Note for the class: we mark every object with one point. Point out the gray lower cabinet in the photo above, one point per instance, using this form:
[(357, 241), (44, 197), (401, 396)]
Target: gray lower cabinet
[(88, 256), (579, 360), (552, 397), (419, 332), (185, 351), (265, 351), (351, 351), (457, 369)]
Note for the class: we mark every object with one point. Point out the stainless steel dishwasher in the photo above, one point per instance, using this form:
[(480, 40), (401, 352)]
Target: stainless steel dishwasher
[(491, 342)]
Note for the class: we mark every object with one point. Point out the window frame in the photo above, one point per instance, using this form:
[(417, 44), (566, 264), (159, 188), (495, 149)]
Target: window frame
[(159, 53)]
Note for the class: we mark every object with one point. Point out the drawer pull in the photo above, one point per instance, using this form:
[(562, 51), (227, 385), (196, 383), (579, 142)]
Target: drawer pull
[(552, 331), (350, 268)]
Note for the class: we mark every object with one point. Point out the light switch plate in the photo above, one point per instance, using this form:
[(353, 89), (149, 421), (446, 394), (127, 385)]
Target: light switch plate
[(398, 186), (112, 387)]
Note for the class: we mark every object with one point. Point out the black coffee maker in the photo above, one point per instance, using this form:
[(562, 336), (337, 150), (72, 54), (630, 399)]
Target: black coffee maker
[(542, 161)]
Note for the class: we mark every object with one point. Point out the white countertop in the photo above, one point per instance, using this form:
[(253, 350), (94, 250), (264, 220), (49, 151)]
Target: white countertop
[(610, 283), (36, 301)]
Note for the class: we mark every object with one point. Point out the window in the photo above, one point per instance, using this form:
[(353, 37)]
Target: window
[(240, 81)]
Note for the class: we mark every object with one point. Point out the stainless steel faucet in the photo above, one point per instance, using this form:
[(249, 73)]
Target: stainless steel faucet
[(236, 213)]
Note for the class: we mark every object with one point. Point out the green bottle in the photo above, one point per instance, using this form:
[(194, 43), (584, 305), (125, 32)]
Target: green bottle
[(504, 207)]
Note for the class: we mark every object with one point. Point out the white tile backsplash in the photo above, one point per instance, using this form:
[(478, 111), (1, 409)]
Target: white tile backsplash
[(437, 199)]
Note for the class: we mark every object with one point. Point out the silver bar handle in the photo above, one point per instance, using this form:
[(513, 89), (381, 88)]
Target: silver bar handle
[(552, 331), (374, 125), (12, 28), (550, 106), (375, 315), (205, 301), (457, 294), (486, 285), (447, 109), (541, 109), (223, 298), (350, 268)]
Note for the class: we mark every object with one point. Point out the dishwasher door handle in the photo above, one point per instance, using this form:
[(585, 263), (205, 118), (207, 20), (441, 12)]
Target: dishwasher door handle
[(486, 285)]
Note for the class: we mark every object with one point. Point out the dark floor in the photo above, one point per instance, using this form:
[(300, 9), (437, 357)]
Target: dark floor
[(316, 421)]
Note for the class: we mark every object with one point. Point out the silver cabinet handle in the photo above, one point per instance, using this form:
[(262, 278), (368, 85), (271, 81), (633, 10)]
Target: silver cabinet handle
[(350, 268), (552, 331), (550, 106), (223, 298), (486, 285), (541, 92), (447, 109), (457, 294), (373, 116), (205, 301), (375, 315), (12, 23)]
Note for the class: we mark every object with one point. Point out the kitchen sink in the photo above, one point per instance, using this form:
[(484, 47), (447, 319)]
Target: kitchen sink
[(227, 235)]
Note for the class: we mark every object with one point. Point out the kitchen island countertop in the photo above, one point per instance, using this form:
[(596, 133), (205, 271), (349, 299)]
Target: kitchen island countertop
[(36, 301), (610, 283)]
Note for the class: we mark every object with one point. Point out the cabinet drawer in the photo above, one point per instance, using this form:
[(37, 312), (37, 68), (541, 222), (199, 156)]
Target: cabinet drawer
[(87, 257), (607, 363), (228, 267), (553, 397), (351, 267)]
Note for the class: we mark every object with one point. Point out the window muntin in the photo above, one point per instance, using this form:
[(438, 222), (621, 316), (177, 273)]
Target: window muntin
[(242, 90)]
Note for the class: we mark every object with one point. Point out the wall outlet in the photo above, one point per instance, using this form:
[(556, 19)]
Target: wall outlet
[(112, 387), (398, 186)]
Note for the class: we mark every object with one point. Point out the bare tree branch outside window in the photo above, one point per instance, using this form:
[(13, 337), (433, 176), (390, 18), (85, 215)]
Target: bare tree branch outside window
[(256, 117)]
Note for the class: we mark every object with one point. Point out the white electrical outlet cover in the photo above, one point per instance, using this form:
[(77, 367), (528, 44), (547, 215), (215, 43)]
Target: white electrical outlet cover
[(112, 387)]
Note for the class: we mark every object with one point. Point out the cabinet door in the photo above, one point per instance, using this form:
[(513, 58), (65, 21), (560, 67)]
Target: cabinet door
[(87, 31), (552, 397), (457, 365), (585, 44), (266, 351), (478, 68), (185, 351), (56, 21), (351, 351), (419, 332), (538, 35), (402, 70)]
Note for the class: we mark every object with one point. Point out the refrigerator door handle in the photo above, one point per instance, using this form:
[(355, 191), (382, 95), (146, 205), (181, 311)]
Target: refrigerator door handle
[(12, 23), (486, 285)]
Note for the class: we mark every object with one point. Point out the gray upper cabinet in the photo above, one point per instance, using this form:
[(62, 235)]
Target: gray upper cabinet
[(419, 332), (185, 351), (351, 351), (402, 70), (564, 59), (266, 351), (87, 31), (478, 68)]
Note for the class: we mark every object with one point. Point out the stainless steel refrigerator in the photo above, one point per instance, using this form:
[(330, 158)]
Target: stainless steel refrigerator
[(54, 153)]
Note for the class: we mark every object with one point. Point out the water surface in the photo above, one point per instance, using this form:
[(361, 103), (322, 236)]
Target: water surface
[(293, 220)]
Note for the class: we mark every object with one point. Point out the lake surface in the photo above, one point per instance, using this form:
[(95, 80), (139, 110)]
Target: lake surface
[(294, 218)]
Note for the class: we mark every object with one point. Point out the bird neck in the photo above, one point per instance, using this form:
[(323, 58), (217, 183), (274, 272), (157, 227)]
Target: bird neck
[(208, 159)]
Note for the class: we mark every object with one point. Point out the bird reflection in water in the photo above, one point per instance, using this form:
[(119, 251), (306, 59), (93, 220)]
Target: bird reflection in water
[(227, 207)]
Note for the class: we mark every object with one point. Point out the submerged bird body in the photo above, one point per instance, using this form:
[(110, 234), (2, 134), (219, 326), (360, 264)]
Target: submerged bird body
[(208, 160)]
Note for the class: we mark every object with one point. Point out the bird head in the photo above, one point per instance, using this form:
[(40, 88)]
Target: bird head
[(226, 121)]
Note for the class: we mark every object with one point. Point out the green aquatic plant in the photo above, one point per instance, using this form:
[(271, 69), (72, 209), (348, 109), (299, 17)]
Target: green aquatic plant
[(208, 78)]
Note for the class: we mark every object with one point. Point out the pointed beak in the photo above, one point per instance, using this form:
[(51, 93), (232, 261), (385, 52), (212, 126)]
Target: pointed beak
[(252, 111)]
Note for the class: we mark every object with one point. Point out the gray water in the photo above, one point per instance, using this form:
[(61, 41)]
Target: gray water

::::::

### Action item
All the entries above must be repeated exactly as they were given.

### Task solution
Note for the class: we mark every object with one point. Point out the gray lower cabinet in the photo above, one point per instance, using this form:
[(357, 241), (44, 197), (401, 396)]
Target: gray lower cabinet
[(88, 256), (579, 360), (552, 397), (419, 332), (185, 351), (265, 351), (351, 351), (457, 369)]
Note for the class: we mark every object with one point. Point out the stainless steel dishwasher in the photo above, one point per instance, using this form:
[(480, 40), (401, 352)]
Target: stainless steel dishwasher
[(491, 342)]
Note for the class: we mark every object with one point. Point out the window frame in the photo above, one point per instance, using this form:
[(417, 44), (566, 264), (159, 188), (495, 149)]
Target: window frame
[(159, 53)]
Note for the class: we mark every object with one point. Point out the drawer pull in the photo above, one point per instance, using this form:
[(562, 51), (227, 385), (196, 383), (579, 142)]
Target: drawer pull
[(552, 331), (350, 268)]
Note for the class: we mark every object with one point. Point out the light switch plate in the photo above, one point per instance, using this form:
[(353, 89), (149, 421), (446, 394), (127, 385)]
Target: light switch plate
[(398, 186), (112, 387)]
Note for the class: we mark every object with one point. Point out the black coffee maker in the photo above, one point per instance, using this form:
[(562, 336), (337, 150), (72, 54), (630, 399)]
Target: black coffee maker
[(542, 161)]
Note for the class: we mark every object with one point. Point out the white countertop in the photo above, one point per instance, using this form:
[(253, 350), (94, 250), (264, 220), (49, 151)]
Target: white countertop
[(610, 283), (36, 301)]
Note for the class: we mark every object with one point. Point out the window in the photo above, one point per instance, using this form:
[(353, 37)]
Target: window
[(240, 81)]
Note for the class: we mark every object with one point. Point out the stainless steel faucet in the photo above, one point per instance, using this form:
[(249, 73)]
Target: stainless steel faucet
[(236, 213)]
Note for the class: we mark every object with one point. Point out the green bottle in the photo above, one point per instance, using this form:
[(194, 43), (584, 305), (125, 32)]
Target: green bottle
[(504, 207)]
Note for the class: we mark every object with one point. Point out the white tile backsplash in the photo above, one point per instance, using this form:
[(478, 111), (1, 409)]
Target: white tile backsplash
[(437, 199)]
Note for the class: we mark every object with one point. Point out the silver bar handle in the photo above, one point per instance, using this form:
[(513, 89), (381, 88)]
Target: silver bar handle
[(552, 331), (374, 125), (12, 28), (550, 106), (375, 315), (205, 301), (457, 294), (486, 285), (447, 109), (541, 109), (223, 298), (350, 268)]
Note for the class: we mark every object with one point. Point out the dishwasher door handle in the photo above, one point per instance, using this form:
[(585, 263), (205, 118), (207, 20), (441, 12)]
Target: dishwasher door handle
[(486, 285)]
Note for the class: we mark every object with one point. Point out the dark floor in the photo above, one point per instance, using this form:
[(300, 9), (437, 357)]
Target: dark floor
[(316, 421)]
Note for the class: we mark every object with one point. Point out the silver cabinet handle in the photo above, one point per instance, using this form:
[(262, 278), (368, 85), (271, 81), (633, 10)]
Target: silver cabinet handle
[(350, 268), (552, 331), (550, 106), (223, 298), (486, 285), (541, 92), (447, 109), (457, 294), (373, 116), (205, 301), (375, 315), (12, 23)]
Note for the class: we mark every object with one point. Point out the kitchen sink in the photo above, one point per instance, using this form:
[(484, 47), (447, 319)]
Target: kitchen sink
[(227, 235)]
Note for the class: we mark every object with one point. Point out the kitchen island countertop in the photo above, one point per instance, using this form:
[(596, 133), (205, 271), (349, 299)]
Target: kitchen island countertop
[(36, 301), (610, 283)]
Note for the class: we mark every object with one point. Point out the cabinet drawer in the photo above, one point per instance, using this form:
[(37, 312), (37, 68), (541, 222), (199, 156)]
Target: cabinet drawer
[(87, 257), (607, 363), (228, 267), (553, 397), (351, 267)]
Note for the class: we mark every object with one point. Point out the window muntin in the photo above, one point per instance, using this form:
[(438, 222), (621, 316), (177, 273)]
Target: window muntin
[(242, 90)]
Note for the class: we mark every object with one point. Point out the wall outlet in the photo above, one point per instance, using this form:
[(556, 19)]
Target: wall outlet
[(112, 387), (398, 186)]
Note for the class: we mark every object with one point. Point out the bare tree branch outside window in the photo above, one point per instance, using this form:
[(13, 337), (433, 176), (390, 18), (85, 215)]
Target: bare tree branch outside window
[(256, 117)]
Note for the class: we mark every object with one point. Point out the white electrical outlet cover in the photo above, one point per instance, using this form:
[(77, 367), (528, 44), (547, 215), (215, 43)]
Target: white electrical outlet cover
[(112, 387)]
Note for the class: we mark every object with one point. Point out the cabinet door in the photo above, one point per instance, using this form:
[(513, 58), (65, 21), (560, 67)]
Target: cabinet door
[(87, 31), (552, 397), (457, 365), (585, 44), (266, 351), (478, 68), (185, 351), (56, 21), (351, 351), (419, 332), (538, 35), (402, 70)]
Note for the class: we mark every object with one point. Point out the refrigerator door handle in the photo above, one point per instance, using this form:
[(355, 191), (382, 95), (146, 205), (181, 311)]
Target: refrigerator door handle
[(12, 23), (486, 285)]
Note for the class: we mark every object with one point. Point out the gray upper cabinet in the photo above, one point per instance, using this form:
[(62, 235)]
Target: gray upper cabinet
[(419, 332), (185, 351), (351, 351), (402, 70), (564, 59), (266, 351), (87, 31), (478, 68)]
Note for the class: we mark every object with one point. Point out the stainless steel refrigerator in the photo above, one point per instance, using this form:
[(330, 158)]
Target: stainless steel refrigerator
[(54, 153)]
Note for the class: we mark every object with one point. Point out the water surface in the photo above, one point per instance, using this form:
[(361, 103), (322, 236)]
Target: water surface
[(293, 220)]
Note for the class: we mark every object with one point. Point out the lake surface in the photo above, one point per instance, using this form:
[(95, 80), (139, 110)]
Target: lake surface
[(294, 218)]
Note for the class: we mark every object with one point. Point out the bird neck in the photo above, one point per instance, using this form:
[(323, 58), (217, 183), (274, 272), (157, 227)]
Target: bird neck
[(208, 159)]
Note for the class: we mark every object with one point. Point out the bird reflection in water in the photo above, one point per instance, using this form:
[(119, 251), (306, 59), (93, 220)]
Target: bird reflection in water
[(227, 207)]
Note for the class: we mark every object with one point. Point out the submerged bird body in the photo above, one point per instance, using this form:
[(110, 234), (2, 134), (219, 326), (360, 264)]
Target: submerged bird body
[(208, 160)]
Note for the class: we mark every object with one point. Point out the bird head in the photo above, one point per instance, using this form:
[(40, 88)]
Target: bird head
[(226, 121)]
Note for the class: we mark every object with one point. Point out the green aquatic plant in the photo above, one point per instance, using this form:
[(271, 69), (72, 209), (348, 109), (299, 17)]
Target: green aquatic plant
[(208, 78)]
Note for the class: we mark every object with one point. Point out the pointed beak in the photo above, one point per instance, using this form:
[(51, 93), (232, 261), (385, 52), (212, 126)]
Target: pointed beak
[(252, 111)]
Note for the class: we mark every object with one point. Point out the gray water in the photo above, one point per instance, using this form:
[(61, 41)]
Target: gray water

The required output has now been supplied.